ВАДИМ ШЕФНЕР
ОТ РЕДАКЦИИ
Общеизвестна истина, что современная фантастика многолика. Среди писателей и читателей есть приверженцы «чистой» фантастики — такой, например, как сказки Гофмана. Другие предпочитают ей так называемую научную фантастику, значение которой особенно возросло в последнее время в связи с бурным развитом науки, с ее ошеломляющим прорывом в самые сокровенные тайны вещества и мироздания. Но и здесь есть очевидные различия. Одни фантасты придерживаются точки зрения, что фантастика не должна отрываться от реальной почвы — от тех научных проблем, которые имеют практическое значение сию минуту или будут иметь в обозримом будущем. Другие пытаются пойти гораздо дальше; их произведения базируются не столько на том, что наука уже определенно знает (или скоро узнает), сколько на самых отдаленных предположительных направлениях ее развития, на догадках, не имеющих пока реального научного обоснования.
Конечно, различие это не органическое. И то и другое направление научной фантастики имеет общую цель — пробуждать мечту, воспевать могущество Разума, его неограниченные возможности.
Сейчас все громче и все настойчивее звучат голоса в пользу еще одного направления научной фантастики — фантастики социальной, пытающейся, отталкиваясь от закономерностей общественного развития, заглянуть в отдаленное будущее человечества, предугадать не только конкретную форму организации будущего общества, но и поведение его членов, черты характера, нравы, привычки, — словом, предугадать, какими будут люди будущего и как они будут жить.
........
Задание A>
Перепишите дословно фрагмент заметки от редакции, начиная со слов «Конечно, различие это» и заканчивая словами «его неограниченные возможности.» включительно.
Задание B>
Перечислите все стороны жизни людей будущего, которые, согласно заметке от редакции, пытается предугадать социальная фантастика.
Задание C>
Ответьте по заметке от редакции на следующие вопросы:
(i) Чьи сказки приведены как пример «чистой» фантастики?
(ii) Какова общая цель обоих направлений научной фантастики?
(iii) От чего отталкивается социальная фантастика?

Часть файла данных
........
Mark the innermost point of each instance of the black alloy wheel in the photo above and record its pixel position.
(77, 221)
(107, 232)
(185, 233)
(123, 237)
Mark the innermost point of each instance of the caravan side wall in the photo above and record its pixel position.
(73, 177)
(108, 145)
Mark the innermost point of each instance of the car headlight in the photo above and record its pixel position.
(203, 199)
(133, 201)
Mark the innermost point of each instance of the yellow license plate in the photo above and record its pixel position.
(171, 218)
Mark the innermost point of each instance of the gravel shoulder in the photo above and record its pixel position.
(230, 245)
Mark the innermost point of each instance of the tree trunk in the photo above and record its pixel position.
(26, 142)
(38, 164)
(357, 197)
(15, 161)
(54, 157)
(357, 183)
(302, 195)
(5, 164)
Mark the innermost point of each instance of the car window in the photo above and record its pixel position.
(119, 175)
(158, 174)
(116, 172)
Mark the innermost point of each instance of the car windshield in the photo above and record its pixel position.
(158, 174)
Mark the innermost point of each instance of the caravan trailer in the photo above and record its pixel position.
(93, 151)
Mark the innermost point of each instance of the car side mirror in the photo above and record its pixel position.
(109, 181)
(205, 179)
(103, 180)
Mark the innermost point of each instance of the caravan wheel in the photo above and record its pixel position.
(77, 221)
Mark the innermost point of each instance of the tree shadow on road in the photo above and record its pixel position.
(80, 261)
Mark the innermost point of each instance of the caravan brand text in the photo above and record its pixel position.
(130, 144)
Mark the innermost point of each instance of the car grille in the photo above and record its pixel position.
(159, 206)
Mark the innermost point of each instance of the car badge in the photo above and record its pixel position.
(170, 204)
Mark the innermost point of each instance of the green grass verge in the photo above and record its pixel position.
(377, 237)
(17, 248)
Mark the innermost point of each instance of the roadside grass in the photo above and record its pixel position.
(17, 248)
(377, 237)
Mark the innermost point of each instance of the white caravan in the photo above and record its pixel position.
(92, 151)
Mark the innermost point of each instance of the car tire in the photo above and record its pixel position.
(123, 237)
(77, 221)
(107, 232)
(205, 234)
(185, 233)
........
Правильный ответ A>
Конечно, различие это не органическое. И то и другое направление научной фантастики имеет общую цель — пробуждать мечту, воспевать могущество Разума, его неограниченные возможности.

Правильный ответ B>
конкретная форма организации будущего общества; поведение его членов; черты характера; нравы; привычки

Правильный ответ C>
(i) Сказки Гофмана.
(ii) Пробуждать мечту, воспевать могущество Разума, его неограниченные возможности.
(iii) От закономерностей общественного развития.